**작업 지시**
아래 데이터에서 "brown"라는 문자열이 들어 있는 줄을 세어 그 개수만 숫자로 쓰십시오.

**제공 데이터**
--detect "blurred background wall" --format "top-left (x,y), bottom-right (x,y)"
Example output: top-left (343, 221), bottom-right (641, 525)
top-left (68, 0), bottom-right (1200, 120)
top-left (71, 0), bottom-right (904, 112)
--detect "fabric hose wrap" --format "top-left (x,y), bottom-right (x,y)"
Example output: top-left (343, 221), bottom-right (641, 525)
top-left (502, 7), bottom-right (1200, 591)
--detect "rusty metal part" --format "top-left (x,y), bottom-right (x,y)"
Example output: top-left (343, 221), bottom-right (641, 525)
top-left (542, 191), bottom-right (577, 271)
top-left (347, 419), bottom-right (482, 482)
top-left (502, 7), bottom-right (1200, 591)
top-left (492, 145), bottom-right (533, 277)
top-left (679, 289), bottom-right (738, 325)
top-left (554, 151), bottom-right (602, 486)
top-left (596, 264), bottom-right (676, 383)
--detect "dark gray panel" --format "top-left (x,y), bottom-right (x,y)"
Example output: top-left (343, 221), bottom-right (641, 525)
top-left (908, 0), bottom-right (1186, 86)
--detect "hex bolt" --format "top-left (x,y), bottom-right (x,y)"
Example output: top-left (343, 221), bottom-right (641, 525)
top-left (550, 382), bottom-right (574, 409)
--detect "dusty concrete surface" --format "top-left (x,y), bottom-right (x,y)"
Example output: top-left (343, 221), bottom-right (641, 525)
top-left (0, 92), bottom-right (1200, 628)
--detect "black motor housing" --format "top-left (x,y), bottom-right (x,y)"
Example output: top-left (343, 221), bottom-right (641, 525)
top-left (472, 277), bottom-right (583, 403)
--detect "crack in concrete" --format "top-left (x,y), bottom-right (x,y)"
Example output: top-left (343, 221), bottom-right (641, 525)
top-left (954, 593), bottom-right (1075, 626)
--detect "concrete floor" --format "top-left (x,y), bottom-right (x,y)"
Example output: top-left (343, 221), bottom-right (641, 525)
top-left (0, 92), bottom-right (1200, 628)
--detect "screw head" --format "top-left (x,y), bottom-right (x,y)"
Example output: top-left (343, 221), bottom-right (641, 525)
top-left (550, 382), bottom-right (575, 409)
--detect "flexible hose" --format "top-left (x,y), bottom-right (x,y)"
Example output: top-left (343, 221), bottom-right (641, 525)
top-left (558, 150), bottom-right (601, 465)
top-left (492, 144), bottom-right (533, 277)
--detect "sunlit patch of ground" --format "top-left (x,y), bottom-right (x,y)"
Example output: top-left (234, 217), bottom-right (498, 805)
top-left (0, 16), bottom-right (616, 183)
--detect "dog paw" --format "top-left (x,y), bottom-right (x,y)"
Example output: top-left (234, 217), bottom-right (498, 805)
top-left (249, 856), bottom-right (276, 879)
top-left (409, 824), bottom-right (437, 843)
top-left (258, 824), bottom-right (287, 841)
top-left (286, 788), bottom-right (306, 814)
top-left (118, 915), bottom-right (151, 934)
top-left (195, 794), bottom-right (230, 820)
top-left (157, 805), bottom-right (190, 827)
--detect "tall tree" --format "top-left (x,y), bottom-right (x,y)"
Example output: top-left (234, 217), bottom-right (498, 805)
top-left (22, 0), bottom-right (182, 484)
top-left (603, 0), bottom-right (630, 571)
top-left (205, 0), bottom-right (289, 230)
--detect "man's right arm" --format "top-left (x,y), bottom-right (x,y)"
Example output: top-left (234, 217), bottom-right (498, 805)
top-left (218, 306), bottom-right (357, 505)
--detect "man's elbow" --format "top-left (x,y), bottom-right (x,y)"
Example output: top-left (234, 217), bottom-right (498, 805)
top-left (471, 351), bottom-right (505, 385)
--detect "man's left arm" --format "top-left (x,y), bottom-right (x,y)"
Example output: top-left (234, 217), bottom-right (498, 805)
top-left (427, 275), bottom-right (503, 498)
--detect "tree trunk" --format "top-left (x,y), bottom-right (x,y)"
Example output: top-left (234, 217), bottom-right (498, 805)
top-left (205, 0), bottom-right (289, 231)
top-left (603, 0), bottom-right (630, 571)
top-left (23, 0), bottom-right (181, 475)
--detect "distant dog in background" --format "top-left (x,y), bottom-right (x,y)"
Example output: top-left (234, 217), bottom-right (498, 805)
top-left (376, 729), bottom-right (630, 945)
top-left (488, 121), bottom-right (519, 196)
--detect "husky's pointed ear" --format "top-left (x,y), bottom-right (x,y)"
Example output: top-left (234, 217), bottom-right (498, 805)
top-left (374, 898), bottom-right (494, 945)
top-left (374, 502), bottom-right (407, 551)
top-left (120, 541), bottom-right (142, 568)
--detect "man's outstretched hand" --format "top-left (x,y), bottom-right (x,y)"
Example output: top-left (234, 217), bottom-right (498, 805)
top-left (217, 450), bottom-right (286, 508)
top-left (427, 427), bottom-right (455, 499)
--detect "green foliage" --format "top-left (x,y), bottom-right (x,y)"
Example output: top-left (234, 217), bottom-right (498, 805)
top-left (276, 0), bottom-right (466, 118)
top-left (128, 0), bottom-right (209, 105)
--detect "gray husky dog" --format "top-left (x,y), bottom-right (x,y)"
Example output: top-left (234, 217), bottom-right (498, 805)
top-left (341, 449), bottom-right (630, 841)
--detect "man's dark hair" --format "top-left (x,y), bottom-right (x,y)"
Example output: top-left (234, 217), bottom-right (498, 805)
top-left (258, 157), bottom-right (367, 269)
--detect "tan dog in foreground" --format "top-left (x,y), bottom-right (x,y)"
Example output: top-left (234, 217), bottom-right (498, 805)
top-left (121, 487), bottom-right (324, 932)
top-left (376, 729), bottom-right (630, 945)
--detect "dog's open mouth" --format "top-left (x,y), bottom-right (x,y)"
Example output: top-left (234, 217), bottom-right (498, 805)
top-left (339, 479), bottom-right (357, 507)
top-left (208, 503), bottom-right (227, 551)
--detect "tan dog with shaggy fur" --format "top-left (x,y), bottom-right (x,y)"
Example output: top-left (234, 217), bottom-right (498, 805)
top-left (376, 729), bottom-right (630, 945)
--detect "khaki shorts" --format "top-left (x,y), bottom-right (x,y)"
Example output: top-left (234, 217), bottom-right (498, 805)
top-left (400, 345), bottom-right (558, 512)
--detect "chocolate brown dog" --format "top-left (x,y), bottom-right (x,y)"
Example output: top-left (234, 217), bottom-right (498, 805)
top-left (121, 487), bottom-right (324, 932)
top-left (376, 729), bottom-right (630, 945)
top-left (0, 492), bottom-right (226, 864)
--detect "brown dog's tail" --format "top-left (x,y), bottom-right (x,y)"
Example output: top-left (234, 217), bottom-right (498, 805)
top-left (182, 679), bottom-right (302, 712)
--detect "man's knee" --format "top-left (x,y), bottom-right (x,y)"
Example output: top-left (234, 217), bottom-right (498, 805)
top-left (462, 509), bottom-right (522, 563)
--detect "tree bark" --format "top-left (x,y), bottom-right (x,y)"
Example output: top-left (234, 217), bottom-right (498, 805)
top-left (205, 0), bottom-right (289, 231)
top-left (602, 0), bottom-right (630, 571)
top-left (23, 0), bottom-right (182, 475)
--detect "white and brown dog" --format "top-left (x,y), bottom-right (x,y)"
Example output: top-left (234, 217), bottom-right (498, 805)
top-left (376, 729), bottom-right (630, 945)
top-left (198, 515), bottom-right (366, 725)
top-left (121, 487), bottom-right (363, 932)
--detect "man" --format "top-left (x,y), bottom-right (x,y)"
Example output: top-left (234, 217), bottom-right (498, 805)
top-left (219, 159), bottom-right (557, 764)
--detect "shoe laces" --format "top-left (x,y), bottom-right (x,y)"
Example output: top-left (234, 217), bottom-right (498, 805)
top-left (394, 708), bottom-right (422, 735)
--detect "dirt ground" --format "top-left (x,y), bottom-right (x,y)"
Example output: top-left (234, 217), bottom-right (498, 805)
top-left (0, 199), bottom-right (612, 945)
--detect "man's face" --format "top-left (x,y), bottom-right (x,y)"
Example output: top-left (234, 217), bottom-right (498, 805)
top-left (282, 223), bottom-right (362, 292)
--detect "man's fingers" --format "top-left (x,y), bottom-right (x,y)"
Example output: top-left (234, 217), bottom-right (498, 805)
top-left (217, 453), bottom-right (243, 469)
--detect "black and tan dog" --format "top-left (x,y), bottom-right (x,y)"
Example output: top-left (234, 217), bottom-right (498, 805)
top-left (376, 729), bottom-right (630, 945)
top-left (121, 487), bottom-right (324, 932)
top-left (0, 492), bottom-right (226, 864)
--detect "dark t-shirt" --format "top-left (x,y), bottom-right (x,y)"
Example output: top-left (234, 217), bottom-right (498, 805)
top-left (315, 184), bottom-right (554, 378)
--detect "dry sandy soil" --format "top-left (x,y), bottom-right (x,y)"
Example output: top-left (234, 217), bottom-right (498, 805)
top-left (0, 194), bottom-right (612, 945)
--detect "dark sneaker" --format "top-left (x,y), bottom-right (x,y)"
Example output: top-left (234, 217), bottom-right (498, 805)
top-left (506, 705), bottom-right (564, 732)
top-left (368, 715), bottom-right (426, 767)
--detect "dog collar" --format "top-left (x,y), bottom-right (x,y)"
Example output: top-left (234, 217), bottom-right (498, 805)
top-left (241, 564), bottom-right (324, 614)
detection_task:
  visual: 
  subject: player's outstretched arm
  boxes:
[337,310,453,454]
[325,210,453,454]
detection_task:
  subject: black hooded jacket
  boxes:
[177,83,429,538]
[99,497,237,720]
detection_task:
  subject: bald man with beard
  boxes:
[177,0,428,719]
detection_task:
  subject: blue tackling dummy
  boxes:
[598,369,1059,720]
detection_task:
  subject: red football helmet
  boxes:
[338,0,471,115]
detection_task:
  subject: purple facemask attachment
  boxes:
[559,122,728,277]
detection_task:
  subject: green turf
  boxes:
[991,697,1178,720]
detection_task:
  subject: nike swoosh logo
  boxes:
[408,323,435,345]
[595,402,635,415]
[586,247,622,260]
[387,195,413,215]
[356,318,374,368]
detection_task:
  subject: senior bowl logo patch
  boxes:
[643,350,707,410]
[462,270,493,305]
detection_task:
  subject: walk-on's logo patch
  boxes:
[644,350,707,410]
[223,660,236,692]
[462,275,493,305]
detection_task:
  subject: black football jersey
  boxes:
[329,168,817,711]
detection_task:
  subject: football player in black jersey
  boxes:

**서술형 답안**
3